** Entries provided **

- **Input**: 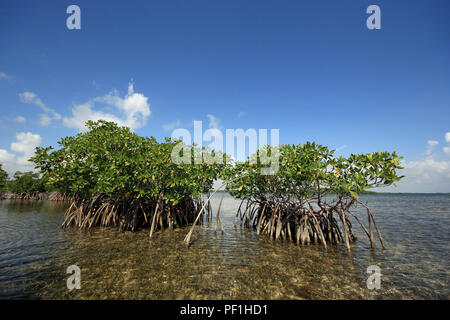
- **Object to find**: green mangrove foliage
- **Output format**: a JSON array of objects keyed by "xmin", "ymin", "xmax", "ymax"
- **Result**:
[
  {"xmin": 0, "ymin": 163, "xmax": 8, "ymax": 197},
  {"xmin": 8, "ymin": 171, "xmax": 46, "ymax": 196},
  {"xmin": 31, "ymin": 120, "xmax": 224, "ymax": 237},
  {"xmin": 222, "ymin": 142, "xmax": 402, "ymax": 249}
]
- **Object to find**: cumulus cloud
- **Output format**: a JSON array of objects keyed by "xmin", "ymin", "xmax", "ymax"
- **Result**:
[
  {"xmin": 163, "ymin": 120, "xmax": 181, "ymax": 131},
  {"xmin": 206, "ymin": 114, "xmax": 220, "ymax": 129},
  {"xmin": 238, "ymin": 111, "xmax": 247, "ymax": 118},
  {"xmin": 426, "ymin": 140, "xmax": 439, "ymax": 156},
  {"xmin": 14, "ymin": 116, "xmax": 27, "ymax": 123},
  {"xmin": 378, "ymin": 140, "xmax": 450, "ymax": 192},
  {"xmin": 442, "ymin": 147, "xmax": 450, "ymax": 156},
  {"xmin": 19, "ymin": 91, "xmax": 61, "ymax": 127},
  {"xmin": 0, "ymin": 132, "xmax": 42, "ymax": 175},
  {"xmin": 0, "ymin": 71, "xmax": 11, "ymax": 81},
  {"xmin": 63, "ymin": 83, "xmax": 151, "ymax": 131}
]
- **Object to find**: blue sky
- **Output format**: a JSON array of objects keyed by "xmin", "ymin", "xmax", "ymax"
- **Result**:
[{"xmin": 0, "ymin": 0, "xmax": 450, "ymax": 192}]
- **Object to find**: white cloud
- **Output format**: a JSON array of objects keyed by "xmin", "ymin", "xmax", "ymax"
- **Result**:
[
  {"xmin": 0, "ymin": 71, "xmax": 11, "ymax": 81},
  {"xmin": 335, "ymin": 144, "xmax": 348, "ymax": 153},
  {"xmin": 426, "ymin": 140, "xmax": 439, "ymax": 156},
  {"xmin": 163, "ymin": 120, "xmax": 181, "ymax": 131},
  {"xmin": 206, "ymin": 114, "xmax": 220, "ymax": 129},
  {"xmin": 14, "ymin": 116, "xmax": 27, "ymax": 123},
  {"xmin": 377, "ymin": 140, "xmax": 450, "ymax": 192},
  {"xmin": 442, "ymin": 147, "xmax": 450, "ymax": 156},
  {"xmin": 63, "ymin": 83, "xmax": 151, "ymax": 130},
  {"xmin": 0, "ymin": 132, "xmax": 42, "ymax": 175},
  {"xmin": 238, "ymin": 111, "xmax": 247, "ymax": 118},
  {"xmin": 19, "ymin": 91, "xmax": 61, "ymax": 127}
]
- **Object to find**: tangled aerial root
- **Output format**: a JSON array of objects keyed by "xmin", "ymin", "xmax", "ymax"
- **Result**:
[
  {"xmin": 62, "ymin": 197, "xmax": 206, "ymax": 237},
  {"xmin": 235, "ymin": 199, "xmax": 384, "ymax": 249}
]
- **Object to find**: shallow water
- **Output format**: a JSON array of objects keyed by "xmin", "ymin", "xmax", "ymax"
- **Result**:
[{"xmin": 0, "ymin": 194, "xmax": 450, "ymax": 299}]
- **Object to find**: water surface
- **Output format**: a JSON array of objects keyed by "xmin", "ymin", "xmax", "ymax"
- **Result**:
[{"xmin": 0, "ymin": 194, "xmax": 450, "ymax": 299}]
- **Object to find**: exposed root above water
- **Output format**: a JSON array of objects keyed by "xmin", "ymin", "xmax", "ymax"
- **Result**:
[
  {"xmin": 235, "ymin": 198, "xmax": 384, "ymax": 249},
  {"xmin": 62, "ymin": 197, "xmax": 206, "ymax": 238}
]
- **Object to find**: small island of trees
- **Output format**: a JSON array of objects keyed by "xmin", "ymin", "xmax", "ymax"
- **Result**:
[{"xmin": 0, "ymin": 120, "xmax": 402, "ymax": 249}]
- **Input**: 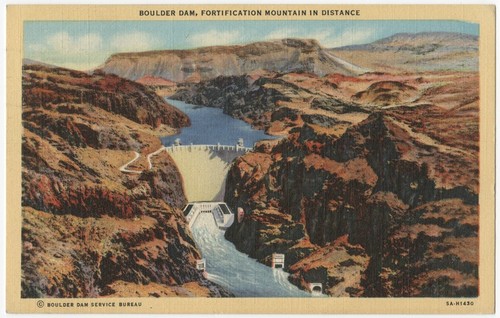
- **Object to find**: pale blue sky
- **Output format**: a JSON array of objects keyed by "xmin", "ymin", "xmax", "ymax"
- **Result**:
[{"xmin": 24, "ymin": 20, "xmax": 479, "ymax": 70}]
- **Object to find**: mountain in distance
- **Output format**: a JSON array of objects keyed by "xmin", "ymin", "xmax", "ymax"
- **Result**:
[
  {"xmin": 101, "ymin": 39, "xmax": 368, "ymax": 82},
  {"xmin": 329, "ymin": 32, "xmax": 479, "ymax": 73}
]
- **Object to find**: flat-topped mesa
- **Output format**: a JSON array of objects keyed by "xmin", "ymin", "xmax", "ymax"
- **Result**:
[{"xmin": 101, "ymin": 39, "xmax": 362, "ymax": 82}]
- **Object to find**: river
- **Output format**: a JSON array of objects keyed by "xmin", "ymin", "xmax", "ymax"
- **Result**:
[
  {"xmin": 191, "ymin": 213, "xmax": 311, "ymax": 297},
  {"xmin": 162, "ymin": 100, "xmax": 311, "ymax": 297}
]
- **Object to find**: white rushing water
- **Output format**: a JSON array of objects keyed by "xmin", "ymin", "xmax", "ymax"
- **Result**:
[{"xmin": 192, "ymin": 213, "xmax": 311, "ymax": 297}]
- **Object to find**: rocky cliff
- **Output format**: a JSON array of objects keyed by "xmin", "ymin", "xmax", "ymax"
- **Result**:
[
  {"xmin": 21, "ymin": 65, "xmax": 229, "ymax": 298},
  {"xmin": 225, "ymin": 112, "xmax": 478, "ymax": 297},
  {"xmin": 180, "ymin": 64, "xmax": 479, "ymax": 297},
  {"xmin": 101, "ymin": 39, "xmax": 364, "ymax": 82}
]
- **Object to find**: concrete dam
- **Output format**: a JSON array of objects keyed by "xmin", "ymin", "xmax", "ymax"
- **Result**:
[{"xmin": 165, "ymin": 145, "xmax": 252, "ymax": 202}]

** Written task **
Type out all of the data above again, word for word, leaving out the pictures.

** Response to this task **
- **Input**: 
- **Object to find**: green mangrove foliage
- **Output format**: a JSON array of objects keyed by "xmin", "ymin", "xmax", "ymax"
- **Result**:
[
  {"xmin": 0, "ymin": 163, "xmax": 8, "ymax": 197},
  {"xmin": 8, "ymin": 171, "xmax": 46, "ymax": 196},
  {"xmin": 31, "ymin": 120, "xmax": 224, "ymax": 237},
  {"xmin": 222, "ymin": 142, "xmax": 402, "ymax": 249}
]
- **Object to find**: cumulus cloud
- **Output format**: a JSON array of objects keyed by "xmin", "ymin", "xmax", "ymax"
- **Result**:
[
  {"xmin": 163, "ymin": 120, "xmax": 181, "ymax": 131},
  {"xmin": 206, "ymin": 114, "xmax": 220, "ymax": 129},
  {"xmin": 238, "ymin": 111, "xmax": 247, "ymax": 118},
  {"xmin": 426, "ymin": 140, "xmax": 439, "ymax": 156},
  {"xmin": 14, "ymin": 116, "xmax": 27, "ymax": 123},
  {"xmin": 378, "ymin": 140, "xmax": 450, "ymax": 192},
  {"xmin": 442, "ymin": 147, "xmax": 450, "ymax": 156},
  {"xmin": 19, "ymin": 91, "xmax": 61, "ymax": 127},
  {"xmin": 0, "ymin": 132, "xmax": 42, "ymax": 175},
  {"xmin": 0, "ymin": 71, "xmax": 11, "ymax": 81},
  {"xmin": 63, "ymin": 83, "xmax": 151, "ymax": 131}
]
- **Object to find**: blue sky
- **Output format**: a JSON array of objects keyed by "xmin", "ymin", "xmax", "ymax"
- **Result**:
[{"xmin": 0, "ymin": 0, "xmax": 450, "ymax": 192}]
- **Object to find**: white cloud
- **Output format**: a JSON array of objects keyed by "xmin", "ymin", "xmax", "ymax"
- **Result**:
[
  {"xmin": 0, "ymin": 71, "xmax": 11, "ymax": 81},
  {"xmin": 335, "ymin": 144, "xmax": 348, "ymax": 153},
  {"xmin": 426, "ymin": 140, "xmax": 439, "ymax": 156},
  {"xmin": 163, "ymin": 120, "xmax": 181, "ymax": 131},
  {"xmin": 206, "ymin": 114, "xmax": 220, "ymax": 129},
  {"xmin": 14, "ymin": 116, "xmax": 27, "ymax": 123},
  {"xmin": 377, "ymin": 140, "xmax": 450, "ymax": 192},
  {"xmin": 442, "ymin": 147, "xmax": 450, "ymax": 156},
  {"xmin": 63, "ymin": 83, "xmax": 151, "ymax": 130},
  {"xmin": 0, "ymin": 132, "xmax": 42, "ymax": 175},
  {"xmin": 238, "ymin": 111, "xmax": 247, "ymax": 118},
  {"xmin": 19, "ymin": 91, "xmax": 61, "ymax": 127}
]
- **Object to find**: tangled aerial root
- **Output format**: a JSON array of objects keyed by "xmin", "ymin", "xmax", "ymax"
- **Result**:
[
  {"xmin": 62, "ymin": 197, "xmax": 206, "ymax": 237},
  {"xmin": 235, "ymin": 199, "xmax": 384, "ymax": 249}
]
- **Object to find**: shallow water
- **Output format**: a JSON array of objects keyed by "xmin", "ymin", "xmax", "ymax"
- **Result**:
[{"xmin": 0, "ymin": 194, "xmax": 450, "ymax": 299}]
- **Object to find**: water surface
- **Output format**: a JSON array of objects keyed by "xmin", "ymin", "xmax", "ymax"
- **Result**:
[{"xmin": 0, "ymin": 194, "xmax": 450, "ymax": 299}]
- **Object to find**: exposed root above water
- **Output format**: a JSON array of objects keyed by "xmin", "ymin", "xmax", "ymax"
- **Result**:
[
  {"xmin": 235, "ymin": 198, "xmax": 384, "ymax": 249},
  {"xmin": 62, "ymin": 197, "xmax": 206, "ymax": 238}
]
- **Object to find**: small island of trees
- **Output format**: a JSON array of objects keyed by "xmin", "ymin", "xmax", "ymax"
- **Result**:
[{"xmin": 0, "ymin": 120, "xmax": 402, "ymax": 249}]
- **Input**: 
- **Object to find**: pale blue sky
- **Output format**: a JSON array of objects keyed by "xmin", "ymin", "xmax", "ymax"
- **Result**:
[{"xmin": 24, "ymin": 20, "xmax": 479, "ymax": 70}]
- **Object to find**: mountain in distance
- **Output format**: a JSON array of objects keyed by "xmin", "ymin", "xmax", "ymax"
- **Result**:
[
  {"xmin": 101, "ymin": 39, "xmax": 368, "ymax": 82},
  {"xmin": 329, "ymin": 32, "xmax": 479, "ymax": 73}
]
- **Object to find**: flat-topped mesa
- **Output format**: a JSON array of objects keyed by "xmin", "ymin", "xmax", "ymax"
- **Result**:
[{"xmin": 101, "ymin": 39, "xmax": 362, "ymax": 82}]
- **Object to find**: river
- **Output format**: a JSON array of objects keyed by "xmin", "ymin", "xmax", "ymax"
- **Result**:
[
  {"xmin": 191, "ymin": 213, "xmax": 311, "ymax": 297},
  {"xmin": 162, "ymin": 100, "xmax": 311, "ymax": 297}
]
- **Object to find**: white rushing water
- **Output format**: a JSON array of objects keyed by "xmin", "ymin", "xmax", "ymax"
- **Result**:
[{"xmin": 192, "ymin": 213, "xmax": 311, "ymax": 297}]
- **Object to find**: rocky cliff
- **Output format**: a JSON array of objects keyed by "xmin", "ymin", "xmax", "ymax"
- **Result**:
[
  {"xmin": 21, "ymin": 65, "xmax": 229, "ymax": 298},
  {"xmin": 225, "ymin": 112, "xmax": 478, "ymax": 297},
  {"xmin": 180, "ymin": 64, "xmax": 479, "ymax": 297},
  {"xmin": 101, "ymin": 39, "xmax": 364, "ymax": 82}
]
- **Object to find**: concrete dam
- **Output format**: a JSON array of objects keyed by "xmin", "ymin", "xmax", "ymax"
- **Result**:
[{"xmin": 165, "ymin": 145, "xmax": 252, "ymax": 202}]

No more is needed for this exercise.